*** PROVIDED MATERIAL Section Begins ***

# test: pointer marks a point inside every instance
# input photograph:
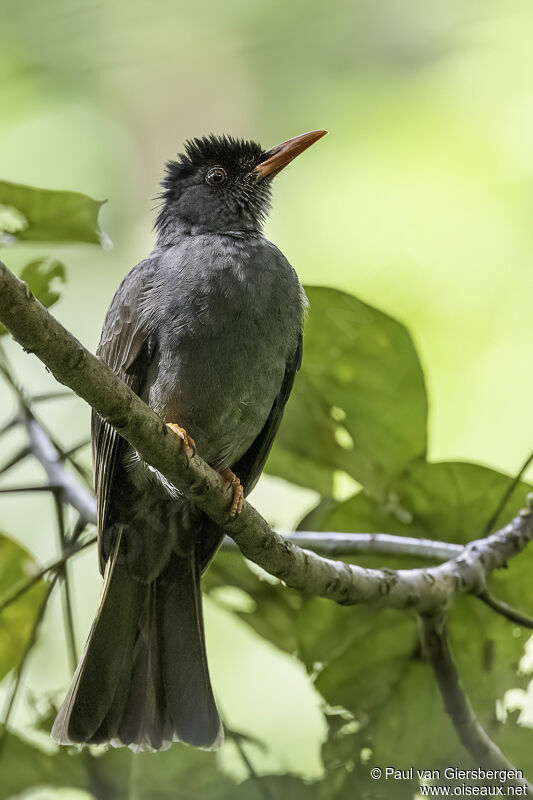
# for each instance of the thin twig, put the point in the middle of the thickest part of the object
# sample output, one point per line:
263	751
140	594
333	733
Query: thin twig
506	610
483	750
67	599
511	486
22	663
23	586
19	456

*** PROVIDED MATERIAL Section Ends ***

### EXERCISE
Gather from the data above every line with the string "point".

### SOLVED EXERCISE
# test: pointer marks a point inside every instance
# for each instance of the thin twig, put the point in the middle of the thickest part of the object
# sample output, one point per line:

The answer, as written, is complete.